EXERCISE BRIEF →
Exactly reproduce the line that contains "the stone house" and all lines after it in the entries below, through the very last line.

EXTRACTED DATA →

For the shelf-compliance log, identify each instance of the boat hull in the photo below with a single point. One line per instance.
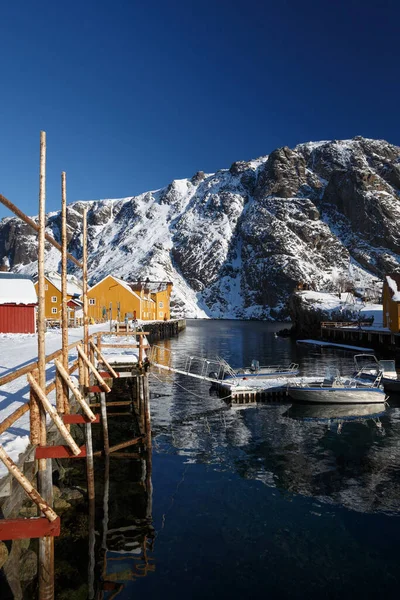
(319, 395)
(335, 412)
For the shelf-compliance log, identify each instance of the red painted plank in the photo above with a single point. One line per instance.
(20, 529)
(74, 419)
(58, 452)
(95, 389)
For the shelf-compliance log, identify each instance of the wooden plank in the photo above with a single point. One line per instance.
(80, 399)
(20, 529)
(102, 358)
(34, 365)
(54, 416)
(77, 419)
(58, 452)
(82, 354)
(26, 484)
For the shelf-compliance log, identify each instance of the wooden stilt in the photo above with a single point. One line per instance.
(45, 483)
(85, 299)
(104, 422)
(64, 293)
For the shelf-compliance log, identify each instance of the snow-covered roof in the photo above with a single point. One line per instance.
(120, 281)
(73, 286)
(17, 289)
(392, 283)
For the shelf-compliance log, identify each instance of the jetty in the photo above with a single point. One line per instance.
(69, 390)
(350, 333)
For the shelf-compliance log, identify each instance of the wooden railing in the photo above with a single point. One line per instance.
(59, 413)
(339, 324)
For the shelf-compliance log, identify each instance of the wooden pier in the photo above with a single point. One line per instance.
(76, 404)
(241, 394)
(362, 334)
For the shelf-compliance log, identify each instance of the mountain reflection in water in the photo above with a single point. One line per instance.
(274, 499)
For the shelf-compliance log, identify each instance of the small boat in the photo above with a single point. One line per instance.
(335, 413)
(368, 366)
(335, 389)
(266, 372)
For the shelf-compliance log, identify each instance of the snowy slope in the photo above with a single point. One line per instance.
(235, 243)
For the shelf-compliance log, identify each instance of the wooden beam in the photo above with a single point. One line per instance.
(82, 354)
(58, 452)
(103, 359)
(79, 419)
(34, 226)
(26, 484)
(58, 422)
(20, 529)
(80, 399)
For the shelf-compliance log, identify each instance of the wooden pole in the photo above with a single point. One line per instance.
(93, 369)
(35, 226)
(34, 414)
(140, 351)
(104, 420)
(77, 393)
(45, 480)
(64, 287)
(92, 509)
(104, 360)
(28, 487)
(54, 415)
(85, 299)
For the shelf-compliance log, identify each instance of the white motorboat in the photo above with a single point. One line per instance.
(367, 367)
(264, 372)
(335, 389)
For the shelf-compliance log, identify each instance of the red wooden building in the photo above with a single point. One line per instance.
(18, 302)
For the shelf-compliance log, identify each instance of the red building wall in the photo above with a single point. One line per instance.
(17, 318)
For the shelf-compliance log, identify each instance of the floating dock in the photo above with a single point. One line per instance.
(238, 391)
(322, 344)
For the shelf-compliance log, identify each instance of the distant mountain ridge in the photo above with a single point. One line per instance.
(235, 243)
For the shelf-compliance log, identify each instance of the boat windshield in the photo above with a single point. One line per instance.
(387, 366)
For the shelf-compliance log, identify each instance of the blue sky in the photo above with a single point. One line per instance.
(135, 94)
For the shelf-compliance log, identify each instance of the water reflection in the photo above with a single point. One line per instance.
(295, 448)
(254, 501)
(128, 535)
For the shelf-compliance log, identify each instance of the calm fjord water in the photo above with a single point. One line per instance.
(258, 502)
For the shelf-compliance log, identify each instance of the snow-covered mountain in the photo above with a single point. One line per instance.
(235, 243)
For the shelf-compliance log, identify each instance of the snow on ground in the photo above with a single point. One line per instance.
(17, 351)
(332, 303)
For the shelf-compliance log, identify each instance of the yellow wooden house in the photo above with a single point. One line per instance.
(391, 302)
(53, 297)
(113, 298)
(162, 298)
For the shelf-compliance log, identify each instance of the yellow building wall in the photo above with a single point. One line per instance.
(163, 298)
(110, 291)
(391, 310)
(50, 291)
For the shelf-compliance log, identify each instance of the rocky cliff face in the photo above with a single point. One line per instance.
(235, 243)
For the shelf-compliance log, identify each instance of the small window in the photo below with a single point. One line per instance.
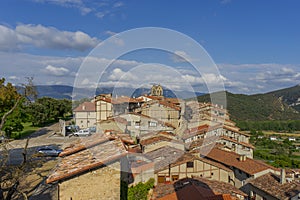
(152, 124)
(175, 177)
(138, 123)
(190, 164)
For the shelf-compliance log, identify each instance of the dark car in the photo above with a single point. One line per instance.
(48, 151)
(2, 139)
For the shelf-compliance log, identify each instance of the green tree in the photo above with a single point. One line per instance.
(140, 191)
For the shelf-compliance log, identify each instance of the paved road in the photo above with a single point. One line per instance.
(47, 136)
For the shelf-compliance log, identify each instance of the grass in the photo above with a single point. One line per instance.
(28, 129)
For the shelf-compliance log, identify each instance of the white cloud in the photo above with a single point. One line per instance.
(8, 39)
(180, 56)
(52, 38)
(56, 71)
(118, 74)
(13, 78)
(44, 37)
(118, 4)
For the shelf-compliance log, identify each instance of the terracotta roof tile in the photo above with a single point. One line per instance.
(83, 144)
(227, 158)
(86, 107)
(87, 159)
(163, 157)
(234, 130)
(270, 184)
(155, 139)
(197, 188)
(235, 141)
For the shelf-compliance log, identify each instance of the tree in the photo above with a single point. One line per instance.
(9, 100)
(10, 176)
(45, 110)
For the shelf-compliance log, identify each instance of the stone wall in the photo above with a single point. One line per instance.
(102, 183)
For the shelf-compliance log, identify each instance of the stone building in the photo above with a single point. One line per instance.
(272, 187)
(156, 90)
(85, 115)
(85, 170)
(244, 169)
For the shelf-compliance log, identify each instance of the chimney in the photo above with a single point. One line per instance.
(242, 158)
(282, 176)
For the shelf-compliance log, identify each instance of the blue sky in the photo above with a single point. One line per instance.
(255, 44)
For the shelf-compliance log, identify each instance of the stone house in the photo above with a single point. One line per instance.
(157, 141)
(107, 106)
(85, 115)
(171, 164)
(244, 169)
(197, 188)
(272, 187)
(85, 170)
(134, 124)
(162, 110)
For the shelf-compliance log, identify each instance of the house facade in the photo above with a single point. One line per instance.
(85, 115)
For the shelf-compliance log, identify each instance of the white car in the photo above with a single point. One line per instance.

EXPECTED ANSWER →
For the shelf-compliance log, identify each instance of the stone house in the photo above with a single point. One line per instance.
(157, 141)
(107, 106)
(85, 115)
(171, 164)
(244, 169)
(197, 188)
(272, 187)
(85, 170)
(134, 124)
(162, 110)
For the shelf-compliance log, identify each instance of the house facade in the photo above with a single point. One line per instance.
(85, 115)
For the shelf-compliance log, identify each instance of the white car in the photo above with a single point. One line per instance.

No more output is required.